Items listed in a dataset
|---|

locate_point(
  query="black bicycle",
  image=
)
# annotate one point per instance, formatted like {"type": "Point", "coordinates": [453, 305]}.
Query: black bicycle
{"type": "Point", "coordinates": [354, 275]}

|---|

The records above need copying. Do it exactly.

TASK SOLUTION |
locate_point(
  query="black bicycle",
  image=
)
# annotate one point per instance, formatted like {"type": "Point", "coordinates": [453, 305]}.
Query: black bicycle
{"type": "Point", "coordinates": [354, 275]}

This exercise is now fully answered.